Labeled contour entries
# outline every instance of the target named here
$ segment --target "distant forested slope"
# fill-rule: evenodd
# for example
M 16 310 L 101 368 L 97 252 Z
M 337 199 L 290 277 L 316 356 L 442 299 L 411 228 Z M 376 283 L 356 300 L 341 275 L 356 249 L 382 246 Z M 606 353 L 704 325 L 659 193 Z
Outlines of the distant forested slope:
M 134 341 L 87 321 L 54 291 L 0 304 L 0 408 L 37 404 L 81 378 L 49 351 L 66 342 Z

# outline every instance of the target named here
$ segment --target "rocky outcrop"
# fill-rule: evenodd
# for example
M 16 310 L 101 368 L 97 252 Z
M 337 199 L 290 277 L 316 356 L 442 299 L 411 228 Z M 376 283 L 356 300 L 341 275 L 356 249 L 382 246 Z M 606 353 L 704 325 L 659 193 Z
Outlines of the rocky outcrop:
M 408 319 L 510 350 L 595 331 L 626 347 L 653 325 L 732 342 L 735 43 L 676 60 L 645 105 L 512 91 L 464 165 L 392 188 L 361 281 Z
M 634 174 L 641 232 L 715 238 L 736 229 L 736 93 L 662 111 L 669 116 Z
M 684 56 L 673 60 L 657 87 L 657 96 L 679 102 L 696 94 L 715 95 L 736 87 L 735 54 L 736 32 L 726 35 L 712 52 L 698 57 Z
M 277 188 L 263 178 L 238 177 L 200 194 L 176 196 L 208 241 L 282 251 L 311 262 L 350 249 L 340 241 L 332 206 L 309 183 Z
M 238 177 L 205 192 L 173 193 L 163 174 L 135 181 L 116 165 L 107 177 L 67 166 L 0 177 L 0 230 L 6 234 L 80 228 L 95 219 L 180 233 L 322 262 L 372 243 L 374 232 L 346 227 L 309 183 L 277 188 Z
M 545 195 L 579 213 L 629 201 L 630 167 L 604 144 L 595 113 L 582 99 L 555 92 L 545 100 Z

◆ The problem
Swap "evenodd" for "nonzero" throughout the listing above, and reproduce the whole listing with everything else unchanged.

◆ Response to the task
# outline every instance of the target named here
$ segment --target "distant forested slope"
# fill-rule: nonzero
# for example
M 16 310 L 101 368 L 97 252 Z
M 337 199 L 290 277 L 316 356 L 442 299 L 411 228 Z M 376 283 L 356 300 L 341 275 L 356 249 L 382 246 Z M 606 353 L 704 325 L 659 193 Z
Outlines of the distant forested slope:
M 134 341 L 87 321 L 54 291 L 0 304 L 0 408 L 37 404 L 81 378 L 49 351 L 66 342 Z

# outline every instance of the target named here
$ segment --target "rocky outcrop"
# fill-rule: nonzero
# for example
M 16 310 L 101 368 L 97 252 Z
M 337 199 L 290 277 L 316 356 L 442 299 L 411 228 Z M 376 283 L 356 300 L 341 275 L 356 249 L 382 246 Z M 606 353 L 704 325 L 659 193 Z
Outlines of the rocky outcrop:
M 408 319 L 510 350 L 595 331 L 626 347 L 653 325 L 732 342 L 735 43 L 676 60 L 645 105 L 512 91 L 464 165 L 392 188 L 361 281 Z
M 634 174 L 641 232 L 715 238 L 736 229 L 736 93 L 662 111 L 669 116 Z
M 684 56 L 673 60 L 657 87 L 657 96 L 679 102 L 696 94 L 715 95 L 736 87 L 735 54 L 736 32 L 726 35 L 712 52 L 698 57 Z
M 277 188 L 263 178 L 238 177 L 200 194 L 176 196 L 208 241 L 282 251 L 311 262 L 350 249 L 340 241 L 332 206 L 309 183 Z
M 238 177 L 205 192 L 173 193 L 163 174 L 135 181 L 116 165 L 107 177 L 67 166 L 0 177 L 0 230 L 6 234 L 80 228 L 95 219 L 180 233 L 322 262 L 372 243 L 374 232 L 346 227 L 309 183 L 277 188 Z
M 545 195 L 579 213 L 629 201 L 630 167 L 604 144 L 595 113 L 582 99 L 555 92 L 545 100 Z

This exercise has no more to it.